#### Travail à faire:
(a) Dans le texte extrait, relevez tout ce que l'oncle de Hafid juge primordial de faire au souk.
(b) Répondez aux questions suivantes d'après le texte extrait :
(i) Quel nom est donné aux intermédiaires ?
(ii) Qu'est-ce qui ne dissuade pas la femme et son fils de faire le tour du souk ?
(iii) Selon Soumaa, de quoi Aïd Al Adha est-il devenu le symbole ?
(c) Réécrivez sous forme de liste concise le paragraphe du texte extrait qui commence par « Cette occasion est sacrée pour moi », en gardant ses faits principaux.

#### Texte extrait:
>>>

Il n'hésite pas de demander les prix aux vendeurs et de s'introduire à l'intérieur des rassemblements regroupés pour avoir un maximum d'informations sur l'état du marché avant d'acheter. La terre glissante et le froid ne dissuadent pas cette femme et son fils de faire le tour du souk pour avoir une idée sur tout le marché. «Plus qu'une simple fête, Aïd Al Adha est devenu le symbole de fierté et d'appartenance à un niveau de vie ou à une classe sociale déterminée. Chose dont je ne peux pas priver mes enfants», souligne Soumaa.

«Cette occasion est sacrée pour moi. En fait, les premiers symptômes de l'Aïd commencent déjà en venant au souk. Il est primordial pour moi de toucher les moutons, de sentir l'odeur de la campagne et surtout d'être en contact direct avec les paysans», rétorque l'oncle de Hafid. En réalité, ces deux Casablancais évitent d'acheter des ovins de chez les «chennaka» (intermédiaires). Pour eux, ces derniers profitent de cette occasion pour monter les prix des bêtes. En effet, ces intermédiaires déguisés en acheteurs se faufilent parmi la foule à l'intérieur du marché pour augmenter les tarifs. Il faut dire que leur manigance est encouragée par la forte demande des Casablancais notamment ceux qui ne lésinent pas sur le prix du mouton au détriment de leurs concitoyens.

<<<

(Enregistrements de points étiquetés)
>>>

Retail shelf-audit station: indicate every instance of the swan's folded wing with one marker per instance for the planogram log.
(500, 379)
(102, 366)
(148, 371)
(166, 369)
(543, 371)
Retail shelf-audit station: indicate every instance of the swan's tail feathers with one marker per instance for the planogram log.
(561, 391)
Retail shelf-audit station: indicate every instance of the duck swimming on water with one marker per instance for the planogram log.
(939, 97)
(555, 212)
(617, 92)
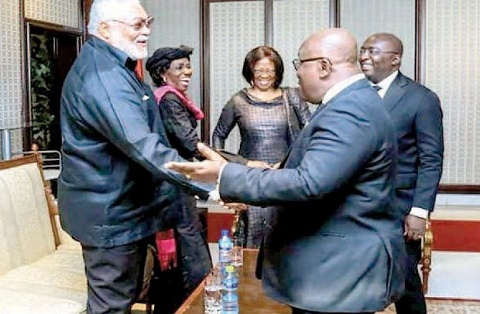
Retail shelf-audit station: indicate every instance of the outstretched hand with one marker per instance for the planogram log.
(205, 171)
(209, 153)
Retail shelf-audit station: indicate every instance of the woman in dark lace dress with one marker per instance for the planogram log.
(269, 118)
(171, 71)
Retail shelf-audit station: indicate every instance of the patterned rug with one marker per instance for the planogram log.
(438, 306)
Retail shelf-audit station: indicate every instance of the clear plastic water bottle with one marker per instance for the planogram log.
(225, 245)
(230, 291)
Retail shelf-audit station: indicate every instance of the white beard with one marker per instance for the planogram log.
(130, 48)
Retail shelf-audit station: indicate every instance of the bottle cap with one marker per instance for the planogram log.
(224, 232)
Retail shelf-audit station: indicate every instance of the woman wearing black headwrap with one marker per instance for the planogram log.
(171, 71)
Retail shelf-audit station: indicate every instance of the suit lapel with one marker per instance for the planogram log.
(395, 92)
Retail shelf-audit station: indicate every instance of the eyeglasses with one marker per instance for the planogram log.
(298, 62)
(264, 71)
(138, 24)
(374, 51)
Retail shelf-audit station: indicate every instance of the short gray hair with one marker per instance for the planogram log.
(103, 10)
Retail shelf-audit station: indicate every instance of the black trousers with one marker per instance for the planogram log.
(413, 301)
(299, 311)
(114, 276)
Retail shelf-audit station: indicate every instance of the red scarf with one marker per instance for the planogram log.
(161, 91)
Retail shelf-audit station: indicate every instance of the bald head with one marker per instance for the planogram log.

<<<

#### Réponses:
(a)
- Toucher les moutons
- Sentir l'odeur de la campagne
- Être en contact direct avec les paysans

(b)
(i) Les « chennaka ».
(ii) La terre glissante et le froid.
(iii) De la fierté et de l'appartenance à un niveau de vie ou à une classe sociale déterminée.

(c)
- Pour l'oncle de Hafid, l'Aïd est sacré. Il commence dès la venue au souk, où il tient à toucher les moutons, à sentir l'odeur de la campagne et à être en contact direct avec les paysans.
- Les deux Casablancais évitent d'acheter leurs ovins aux « chennaka », des intermédiaires qui profitent de l'occasion pour faire monter les prix.
- Déguisés en acheteurs, ces intermédiaires se faufilent dans la foule pour augmenter les tarifs.
- Leur manigance est encouragée par la forte demande des Casablancais, notamment de ceux qui ne lésinent pas sur le prix du mouton, au détriment de leurs concitoyens.